* [Problem description]:
Go through the data and copy every line exactly, but not the images.

^^^^^^^^^^^^^^^^

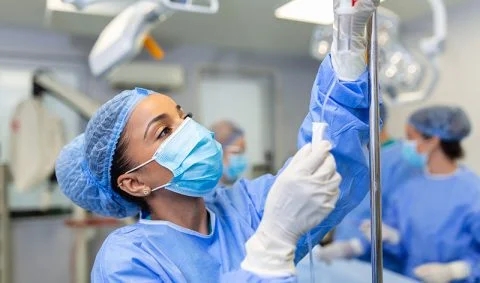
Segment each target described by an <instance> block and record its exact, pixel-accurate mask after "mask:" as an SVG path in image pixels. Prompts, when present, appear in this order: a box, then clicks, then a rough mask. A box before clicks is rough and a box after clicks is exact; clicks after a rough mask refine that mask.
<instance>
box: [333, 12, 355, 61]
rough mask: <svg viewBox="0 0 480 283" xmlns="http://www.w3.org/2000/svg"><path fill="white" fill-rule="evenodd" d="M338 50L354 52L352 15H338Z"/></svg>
mask: <svg viewBox="0 0 480 283" xmlns="http://www.w3.org/2000/svg"><path fill="white" fill-rule="evenodd" d="M337 22H338V27H337V39H338V43H337V50H338V51H339V52H341V51H351V50H352V24H353V16H352V14H340V15H337Z"/></svg>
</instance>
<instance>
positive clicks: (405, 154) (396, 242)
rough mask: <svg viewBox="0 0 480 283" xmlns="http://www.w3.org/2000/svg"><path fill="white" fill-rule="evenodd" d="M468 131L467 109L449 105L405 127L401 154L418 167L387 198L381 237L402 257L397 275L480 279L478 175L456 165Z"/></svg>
mask: <svg viewBox="0 0 480 283" xmlns="http://www.w3.org/2000/svg"><path fill="white" fill-rule="evenodd" d="M470 132H471V123H470V120H469V118H468V117H467V115H466V113H465V112H464V111H463V110H462V109H461V108H459V107H452V106H432V107H427V108H423V109H420V110H418V111H416V112H415V113H413V115H411V116H410V119H409V122H408V125H407V127H406V133H407V138H408V140H407V141H406V142H405V144H404V147H403V157H404V159H405V160H406V161H407V162H408V163H410V164H411V165H412V166H415V167H417V168H421V169H422V171H421V172H418V173H417V174H416V175H415V176H412V177H411V178H409V179H408V181H407V182H405V183H402V184H401V187H400V188H399V189H398V190H397V193H395V194H394V195H393V196H392V199H391V203H390V205H389V207H387V209H386V212H385V218H384V224H383V230H384V231H387V232H386V233H384V235H383V240H384V249H385V251H388V252H389V253H391V254H394V255H396V256H397V258H399V259H401V260H404V261H405V266H404V270H403V272H402V273H403V274H405V275H407V276H410V277H412V278H416V279H419V280H421V281H423V282H427V283H444V282H479V281H480V178H479V177H478V176H477V174H475V173H474V172H472V171H471V170H470V169H469V168H468V167H467V166H465V165H463V164H460V163H459V160H460V159H461V158H462V157H463V156H464V150H463V148H462V145H461V142H462V141H463V139H464V138H466V137H467V136H468V135H469V134H470ZM364 226H366V227H365V228H366V229H365V230H364V232H365V235H366V236H367V237H368V233H367V230H368V229H369V225H364Z"/></svg>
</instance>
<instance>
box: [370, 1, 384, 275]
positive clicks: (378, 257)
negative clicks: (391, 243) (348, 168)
mask: <svg viewBox="0 0 480 283" xmlns="http://www.w3.org/2000/svg"><path fill="white" fill-rule="evenodd" d="M375 2H376V4H377V5H378V4H380V0H375ZM368 32H369V35H368V39H369V50H368V71H369V72H368V76H369V85H368V86H369V93H370V115H369V116H370V117H369V126H370V140H369V141H370V142H369V148H370V202H371V210H372V214H371V220H372V229H371V235H372V249H371V254H372V282H376V283H382V282H383V252H382V229H381V224H382V191H381V183H380V146H381V144H380V108H379V105H380V96H379V91H380V89H379V82H378V41H377V40H378V39H377V32H378V30H377V11H376V10H375V11H374V12H373V15H372V17H371V19H370V25H369V27H368Z"/></svg>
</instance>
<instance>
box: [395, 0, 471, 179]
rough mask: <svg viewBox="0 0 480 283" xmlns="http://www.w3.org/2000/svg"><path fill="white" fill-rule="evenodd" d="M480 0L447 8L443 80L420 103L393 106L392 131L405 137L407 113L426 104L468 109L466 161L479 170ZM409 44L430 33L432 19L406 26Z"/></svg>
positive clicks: (441, 64) (465, 146)
mask: <svg viewBox="0 0 480 283" xmlns="http://www.w3.org/2000/svg"><path fill="white" fill-rule="evenodd" d="M478 11H480V1H478V0H470V1H468V2H466V3H463V4H461V5H459V6H458V7H449V9H448V11H447V12H448V22H449V24H448V39H447V45H446V52H445V54H444V55H443V56H442V58H441V60H440V67H441V79H440V83H439V84H438V86H437V89H436V91H435V94H434V96H433V97H432V98H431V99H430V100H429V101H427V102H426V103H422V104H419V105H413V106H408V107H402V108H399V109H391V111H390V112H391V115H390V120H389V129H390V131H391V132H392V133H393V134H394V135H396V136H398V137H403V131H404V124H405V121H406V120H407V118H408V115H409V114H410V113H411V112H412V111H414V110H415V109H418V108H419V107H423V106H426V105H433V104H449V105H458V106H461V107H463V108H464V109H465V111H466V112H467V113H468V115H469V116H470V119H471V122H472V124H473V132H472V134H471V136H470V137H469V138H468V139H466V140H465V142H464V145H465V149H466V153H467V154H466V155H467V157H466V159H465V163H466V164H467V165H469V166H470V167H471V168H472V169H474V170H475V171H476V172H477V173H480V147H479V146H478V145H479V144H480V88H479V83H480V77H479V74H480V72H479V67H480V53H479V51H480V36H479V35H480V32H479V28H480V17H479V16H478ZM406 28H407V29H406V33H407V38H408V41H407V43H408V44H409V45H412V44H417V42H418V41H417V39H418V38H419V37H423V36H425V35H429V34H431V23H430V19H425V20H422V21H419V22H416V23H410V24H409V25H408V26H407V27H406Z"/></svg>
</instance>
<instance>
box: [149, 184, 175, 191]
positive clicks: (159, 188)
mask: <svg viewBox="0 0 480 283" xmlns="http://www.w3.org/2000/svg"><path fill="white" fill-rule="evenodd" d="M171 184H172V183H171V182H168V183H166V184H165V185H161V186H158V187H156V188H154V189H152V190H151V192H152V193H153V192H154V191H158V190H160V189H164V188H166V187H168V186H170V185H171Z"/></svg>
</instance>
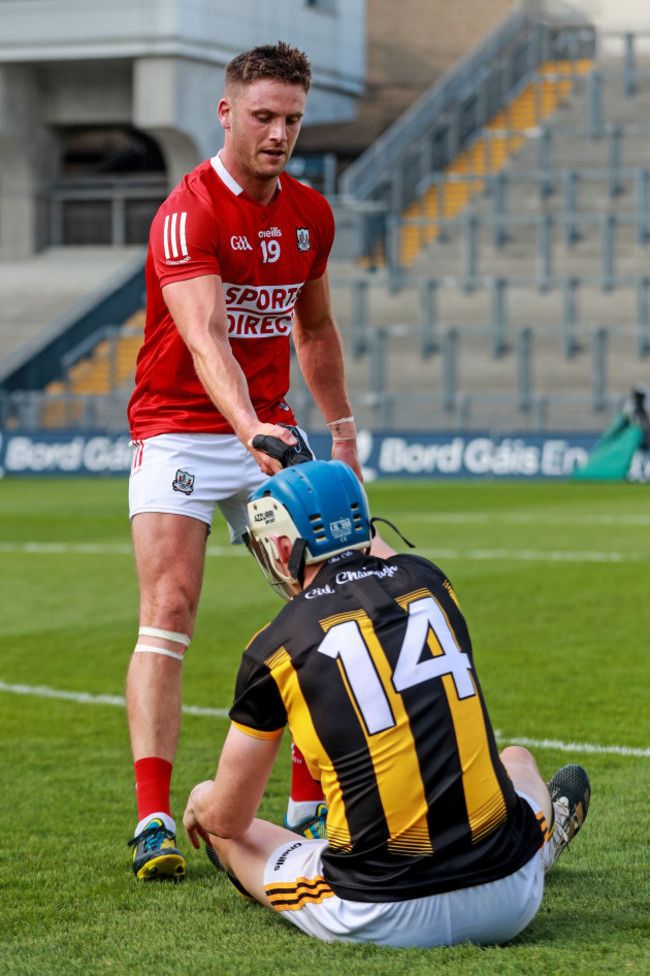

^^^^^^^^^^^^^^^^

* [Result]:
Segment each target described by an <instance> block and record its exact, pixel-accurate mask after "mask:" as an SVG path in image pixels. Prompts, when present, appear in this order: a box, then clicks, then a rough mask. A box before clicks is rough and a box after clicks is exact; clicks after a rough mask refine that mask.
<instance>
box: [333, 12, 355, 61]
rough mask: <svg viewBox="0 0 480 283" xmlns="http://www.w3.org/2000/svg"><path fill="white" fill-rule="evenodd" d="M338 50L354 52L352 15H338Z"/></svg>
mask: <svg viewBox="0 0 480 283" xmlns="http://www.w3.org/2000/svg"><path fill="white" fill-rule="evenodd" d="M337 22H338V27H337V39H338V43H337V50H338V51H339V52H341V51H351V50H352V24H353V16H352V14H340V15H337Z"/></svg>
</instance>
<instance>
positive clicks: (405, 154) (396, 242)
rough mask: <svg viewBox="0 0 480 283" xmlns="http://www.w3.org/2000/svg"><path fill="white" fill-rule="evenodd" d="M468 131L467 109L449 105L405 127L401 154L418 167L387 198L381 237L402 257L397 275L480 279L478 175L456 165Z"/></svg>
mask: <svg viewBox="0 0 480 283" xmlns="http://www.w3.org/2000/svg"><path fill="white" fill-rule="evenodd" d="M470 132H471V123H470V120H469V118H468V117H467V115H466V113H465V112H464V111H463V110H462V109H461V108H459V107H452V106H432V107H427V108H423V109H420V110H418V111H416V112H415V113H413V115H411V116H410V119H409V122H408V125H407V127H406V133H407V138H408V140H407V141H406V142H405V144H404V147H403V157H404V159H405V160H406V161H407V162H408V163H410V164H411V165H412V166H415V167H417V168H421V169H422V171H421V172H418V173H417V174H416V175H415V176H412V177H411V178H409V179H408V181H407V182H405V183H402V184H401V187H400V188H399V189H398V190H397V193H395V194H394V195H393V196H392V199H391V203H390V205H389V207H387V209H386V212H385V218H384V224H383V230H384V231H387V232H386V233H384V235H383V240H384V249H385V251H388V252H389V253H391V254H394V255H396V256H397V258H399V259H401V260H404V261H405V266H404V270H403V272H402V273H403V274H405V275H407V276H410V277H412V278H416V279H419V280H421V281H423V282H427V283H444V282H479V281H480V178H479V177H478V176H477V174H475V173H474V172H472V171H471V170H470V169H469V168H468V167H467V166H465V165H463V164H460V163H459V160H460V159H461V158H462V157H463V156H464V150H463V148H462V145H461V142H462V141H463V139H464V138H466V137H467V136H468V135H469V134H470ZM364 226H366V227H365V228H366V229H365V230H364V232H365V235H366V236H367V237H368V233H367V230H368V229H369V225H364Z"/></svg>
</instance>
<instance>
box: [370, 1, 384, 275]
positive clicks: (378, 257)
negative clicks: (391, 243) (348, 168)
mask: <svg viewBox="0 0 480 283" xmlns="http://www.w3.org/2000/svg"><path fill="white" fill-rule="evenodd" d="M375 2H376V4H377V5H378V4H380V0H375ZM368 32H369V35H368V39H369V50H368V71H369V72H368V76H369V85H368V86H369V93H370V115H369V116H370V117H369V126H370V140H369V141H370V142H369V148H370V202H371V210H372V214H371V220H372V229H371V235H372V249H371V254H372V282H376V283H382V282H383V252H382V229H381V224H382V191H381V183H380V146H381V144H380V108H379V105H380V96H379V91H380V89H379V82H378V41H377V40H378V39H377V32H378V30H377V11H376V10H375V11H374V12H373V15H372V17H371V19H370V25H369V27H368Z"/></svg>
</instance>
<instance>
box: [395, 0, 471, 179]
rough mask: <svg viewBox="0 0 480 283" xmlns="http://www.w3.org/2000/svg"><path fill="white" fill-rule="evenodd" d="M480 0L447 8L443 80L420 103L393 106L392 131L405 137L407 113L426 104L468 109L466 161L479 170ZM409 44L430 33L432 19L406 26Z"/></svg>
positive clicks: (441, 64) (465, 146)
mask: <svg viewBox="0 0 480 283" xmlns="http://www.w3.org/2000/svg"><path fill="white" fill-rule="evenodd" d="M478 11H480V1H478V0H470V1H468V2H466V3H463V4H461V5H459V6H458V7H449V9H448V11H447V12H448V22H449V24H448V39H447V45H446V52H445V54H444V55H443V56H442V58H441V60H440V67H441V79H440V83H439V84H438V86H437V89H436V91H435V94H434V96H433V97H432V98H431V99H430V100H429V101H427V102H426V103H422V104H419V105H413V106H408V107H402V108H399V109H391V111H390V112H391V115H390V120H389V129H390V131H391V132H392V133H393V134H394V135H396V136H398V137H403V131H404V124H405V121H406V120H407V118H408V115H409V114H410V113H411V112H412V111H414V110H415V109H418V108H419V107H423V106H426V105H433V104H449V105H458V106H461V107H463V108H464V109H465V111H466V112H467V113H468V115H469V116H470V119H471V122H472V124H473V132H472V134H471V136H470V137H469V138H468V139H466V140H465V142H464V145H465V149H466V153H467V154H466V155H467V157H466V159H465V163H466V164H467V165H469V166H470V167H471V168H472V169H474V170H475V171H476V172H477V173H480V147H479V146H478V145H479V144H480V88H479V83H480V77H479V74H480V72H479V67H480V53H479V51H480V36H479V35H480V32H479V28H480V17H479V16H478ZM406 28H407V29H406V33H407V38H408V41H407V43H408V44H409V45H412V44H417V42H418V41H417V39H418V38H419V37H423V36H425V35H429V34H431V23H430V19H425V20H422V21H419V22H416V23H410V24H409V25H408V26H407V27H406Z"/></svg>
</instance>
<instance>
box: [149, 184, 175, 191]
positive clicks: (159, 188)
mask: <svg viewBox="0 0 480 283" xmlns="http://www.w3.org/2000/svg"><path fill="white" fill-rule="evenodd" d="M171 184H172V183H171V182H168V183H166V184H165V185H161V186H158V187H156V188H154V189H152V190H151V192H152V193H153V192H154V191H158V190H160V189H164V188H166V187H168V186H170V185H171Z"/></svg>
</instance>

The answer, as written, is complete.